*Task prompt:*
Extract every record, keeping each one exactly as it is.

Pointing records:
◆ ◆ ◆
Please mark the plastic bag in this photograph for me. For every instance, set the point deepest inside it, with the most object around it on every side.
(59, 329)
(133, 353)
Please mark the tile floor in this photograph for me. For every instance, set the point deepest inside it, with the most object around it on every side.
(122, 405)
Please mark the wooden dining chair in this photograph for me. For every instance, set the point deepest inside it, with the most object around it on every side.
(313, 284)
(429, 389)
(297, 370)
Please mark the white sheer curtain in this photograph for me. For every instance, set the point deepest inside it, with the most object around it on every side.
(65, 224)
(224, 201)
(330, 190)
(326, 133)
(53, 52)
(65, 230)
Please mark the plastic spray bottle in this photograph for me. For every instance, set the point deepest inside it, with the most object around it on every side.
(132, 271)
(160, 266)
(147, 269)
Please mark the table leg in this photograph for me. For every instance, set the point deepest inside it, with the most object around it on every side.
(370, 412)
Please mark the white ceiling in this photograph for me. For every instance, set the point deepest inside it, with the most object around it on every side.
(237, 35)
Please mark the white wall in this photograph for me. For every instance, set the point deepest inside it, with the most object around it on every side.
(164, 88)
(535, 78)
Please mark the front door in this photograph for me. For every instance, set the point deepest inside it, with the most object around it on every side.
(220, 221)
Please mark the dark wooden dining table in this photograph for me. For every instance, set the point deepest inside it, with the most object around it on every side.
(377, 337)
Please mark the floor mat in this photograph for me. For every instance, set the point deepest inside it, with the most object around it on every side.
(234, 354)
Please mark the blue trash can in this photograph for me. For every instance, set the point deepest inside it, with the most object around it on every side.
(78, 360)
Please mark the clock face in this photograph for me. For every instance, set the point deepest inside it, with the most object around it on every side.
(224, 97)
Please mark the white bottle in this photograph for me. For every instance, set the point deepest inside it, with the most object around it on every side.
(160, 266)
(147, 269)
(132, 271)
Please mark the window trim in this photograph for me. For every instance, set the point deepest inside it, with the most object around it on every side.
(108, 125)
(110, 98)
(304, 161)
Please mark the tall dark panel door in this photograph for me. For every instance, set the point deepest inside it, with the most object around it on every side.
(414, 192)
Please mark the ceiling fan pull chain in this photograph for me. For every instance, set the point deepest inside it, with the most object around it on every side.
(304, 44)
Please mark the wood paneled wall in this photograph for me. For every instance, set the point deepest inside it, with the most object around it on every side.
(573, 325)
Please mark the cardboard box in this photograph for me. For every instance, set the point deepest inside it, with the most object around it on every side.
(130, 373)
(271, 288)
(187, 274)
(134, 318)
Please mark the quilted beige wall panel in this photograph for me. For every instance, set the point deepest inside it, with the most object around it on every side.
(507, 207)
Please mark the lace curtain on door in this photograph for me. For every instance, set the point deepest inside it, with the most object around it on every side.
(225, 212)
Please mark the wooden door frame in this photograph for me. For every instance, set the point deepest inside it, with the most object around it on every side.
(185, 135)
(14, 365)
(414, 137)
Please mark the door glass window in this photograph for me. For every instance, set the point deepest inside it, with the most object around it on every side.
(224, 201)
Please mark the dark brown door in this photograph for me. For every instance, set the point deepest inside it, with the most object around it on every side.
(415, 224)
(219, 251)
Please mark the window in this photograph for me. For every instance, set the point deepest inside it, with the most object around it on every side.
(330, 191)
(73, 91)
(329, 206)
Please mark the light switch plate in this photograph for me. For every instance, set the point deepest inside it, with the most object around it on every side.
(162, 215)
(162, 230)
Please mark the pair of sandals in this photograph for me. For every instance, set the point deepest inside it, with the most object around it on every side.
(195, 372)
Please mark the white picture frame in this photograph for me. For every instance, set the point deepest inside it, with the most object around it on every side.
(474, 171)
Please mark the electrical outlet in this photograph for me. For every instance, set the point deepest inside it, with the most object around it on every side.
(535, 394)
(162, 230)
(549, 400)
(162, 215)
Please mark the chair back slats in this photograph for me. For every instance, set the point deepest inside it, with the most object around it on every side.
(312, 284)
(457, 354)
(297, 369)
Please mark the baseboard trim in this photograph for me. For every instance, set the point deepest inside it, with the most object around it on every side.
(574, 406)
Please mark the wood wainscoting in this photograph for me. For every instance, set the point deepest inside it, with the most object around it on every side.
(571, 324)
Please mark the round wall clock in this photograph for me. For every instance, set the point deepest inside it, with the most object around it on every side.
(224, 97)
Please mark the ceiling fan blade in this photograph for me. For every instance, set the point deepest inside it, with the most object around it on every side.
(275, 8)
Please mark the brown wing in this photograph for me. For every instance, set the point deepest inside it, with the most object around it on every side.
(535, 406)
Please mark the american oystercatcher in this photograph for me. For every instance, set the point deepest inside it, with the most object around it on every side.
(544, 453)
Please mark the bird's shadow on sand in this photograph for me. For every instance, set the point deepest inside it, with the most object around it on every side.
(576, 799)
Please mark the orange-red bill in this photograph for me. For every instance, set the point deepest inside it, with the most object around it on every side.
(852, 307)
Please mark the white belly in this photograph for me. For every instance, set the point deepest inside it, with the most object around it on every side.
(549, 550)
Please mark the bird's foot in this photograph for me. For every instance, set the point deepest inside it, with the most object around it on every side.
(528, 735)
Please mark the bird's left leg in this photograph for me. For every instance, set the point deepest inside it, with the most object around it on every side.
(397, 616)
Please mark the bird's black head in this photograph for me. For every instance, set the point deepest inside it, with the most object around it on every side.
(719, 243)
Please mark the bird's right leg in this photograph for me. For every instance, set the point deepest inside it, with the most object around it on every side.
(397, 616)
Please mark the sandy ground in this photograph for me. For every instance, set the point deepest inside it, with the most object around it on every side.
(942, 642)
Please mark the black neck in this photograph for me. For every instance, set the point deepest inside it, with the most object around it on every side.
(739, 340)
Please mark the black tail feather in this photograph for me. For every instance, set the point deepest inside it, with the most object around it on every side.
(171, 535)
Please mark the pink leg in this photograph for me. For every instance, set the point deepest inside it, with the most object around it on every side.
◆ ◆ ◆
*The completed task:*
Please mark the plastic bag in this photograph for me. For every instance, set the point deepest inside it, with the most object around it on every side.
(59, 329)
(133, 353)
Please mark the tile floor in this photograph for me. For every instance, set the point deepest inside it, with the most object around it on every side.
(122, 405)
Please mark the wooden dining chair in this photograph for me. For every instance, set the point deepest inside it, with the most object around it on every side.
(313, 284)
(429, 389)
(297, 370)
Please mark the white sheer curtain in this photograph for me. For every instance, set the point deepest inside it, with the most object around it on every side.
(65, 224)
(224, 201)
(330, 190)
(326, 133)
(53, 52)
(65, 230)
Please mark the plastic spray bottle in this photograph for me. For every instance, set the point deepest inside it, with the most object around it on every side.
(132, 271)
(160, 266)
(147, 269)
Please mark the table leg in this photograph for me. For every instance, set the point deepest inside it, with the most object around it on every side.
(370, 412)
Please mark the white ceiling in this photograph for me. For every instance, set the point deepest inside it, with the most object around it on every side.
(237, 35)
Please mark the white wall in this photograph for me. For every instance, set the point deepest inside it, with the most object around it on every side.
(164, 88)
(535, 78)
Please mark the front door in this photograph for me. For every instance, set the point deepest inside it, with the most object around it on every side.
(220, 221)
Please mark the dark wooden dining table in this photograph for me. For every instance, set the point deepest inside it, with the most object around it on every side.
(377, 337)
Please mark the floor mat in this photograph for me. For every instance, set the point deepest inside it, with the most object around it on every side.
(234, 354)
Please mark the blue trash can in this photograph for me. For every instance, set the point deepest inside it, with the most object around it on every side.
(78, 360)
Please mark the clock face in this photograph for me. For every instance, set the point deepest inside it, with the most object around it on every side.
(224, 97)
Please mark the white bottle in this photograph for me. For every instance, set the point deepest inside it, with the most object around it on every side.
(160, 266)
(147, 269)
(132, 271)
Please mark the window trim in this photograph for me. For every instance, set the point deepest inside it, with the most object around it on every side.
(108, 125)
(110, 98)
(304, 161)
Please mark the tall dark panel door in this photograph for me. For every instance, set the point deepest inside it, with the most object around it on every side.
(414, 192)
Please mark the ceiling fan pull chain in this photograph for me. For every instance, set the point deepest inside it, with the most object around it on every side.
(304, 44)
Please mark the wood paneled wall in this photograph for me. For every instance, set the point deepest inside it, with the most object around it on every side.
(573, 325)
Please mark the cardboard box in this photograph for me. For every instance, set the point deepest inside it, with the most object around it on every side.
(130, 373)
(271, 288)
(187, 274)
(134, 318)
Please mark the quilted beige wall panel in this photograph for me. For every instance, set the point deepest inside it, with the most object around it on every side.
(507, 207)
Please mark the lace curtain on door in this photograph for me. For every instance, set the point deepest inside it, with the most object around it on every side.
(225, 212)
Please mark the wooden door frame in this photograph for me. For every instance, set the point deepest inside it, with the most object around it on every side.
(185, 135)
(14, 365)
(414, 137)
Please mark the door glass window in this photograph for me. For every instance, set the point deepest inside it, with the most object around it on every side.
(224, 201)
Please mark the dark brown door in this photograph for me. For every instance, set the point deepest inside it, with the most object around it on every side.
(415, 224)
(219, 251)
Please mark the window in this photograph for me. For every instance, set the point deepest inside it, with the most object around it on every side.
(330, 191)
(73, 91)
(329, 206)
Please mark the light switch plate in this photograph for me. For every instance, set the point deepest inside it, with the most object around it on every side.
(162, 215)
(162, 230)
Please mark the pair of sandals in this photograph for me. For every instance, set the point deepest inside it, with the most object around it on every side.
(195, 372)
Please mark the white picture frame in this photograph for me. For every instance, set the point deepest inside it, with the most object around it on every side.
(474, 171)
Please mark the electrical outlet in this photograph for me. For every instance, set the point deepest inside it, with the most object around it on every side.
(535, 394)
(162, 230)
(549, 400)
(162, 215)
Please mark the chair back slats in this photograph for me. For every instance, set the point deepest inside it, with the most object around it on every side.
(312, 284)
(457, 354)
(297, 369)
Please mark the baseboard trim in this photograph for me. For every instance, set the point deepest inside it, with the most object around it on every side.
(574, 406)
Please mark the wood wainscoting in this photograph for me. For every instance, set the point deepest inside it, with the most object around it on every side.
(571, 324)
Please mark the round wall clock in this photograph for me. For every instance, set the point deepest inside it, with the most object around it on every side.
(224, 97)
Please mark the ceiling fan blade in this photograph for me. For every instance, set the point deepest inside it, with the most object around it on every side.
(275, 8)
Please mark the brown wing in this photograph for me. For every instance, set the point deepest inside it, with the most object around it on every side.
(535, 406)
Please mark the american oystercatcher in this photograph for me. For every instance, set the point deepest inside it, with the most object around it on every side.
(544, 453)
Please mark the bird's shadow on sand in this photograph for me. For every instance, set the point deepest inside it, with the most object around it on every side.
(576, 799)
Please mark the orange-red bill in this photograph for me. For every instance, set the point deepest inside it, with the most object around it on every side.
(852, 307)
Please mark the white belly in this photograph for me. For every instance, set the point deepest inside it, with the most object around it on every side.
(549, 550)
Please mark the bird's foot in this photograph for me. For every instance, set the point deepest inside it, with the most object around it on every side.
(528, 735)
Please mark the bird's left leg in this photograph for me. For every instance, set the point deepest inside it, with the most object around it on every side.
(397, 616)
Please mark the bird's black head in this photograph for me. For every instance, set the point deepest inside it, with the most object around it on every side.
(719, 243)
Please mark the bird's right leg in this photograph for me. For every instance, set the point deepest inside it, with the most object around it on every side.
(397, 616)
Please mark the sandy ground in this photograph for me. For every instance, set the point deepest inside it, with the most object around it on every side.
(942, 642)
Please mark the black neck in this photograph for me. For every instance, set the point deepest inside it, with the most object around it on every side.
(739, 340)
Please mark the black tail feather in this photograph for me. For every instance, set the point deepest inside it, with the most object around it on every side.
(171, 535)
Please mark the pink leg in this photograph for me. For every instance, set the point deepest inside it, with the most object around it on every side.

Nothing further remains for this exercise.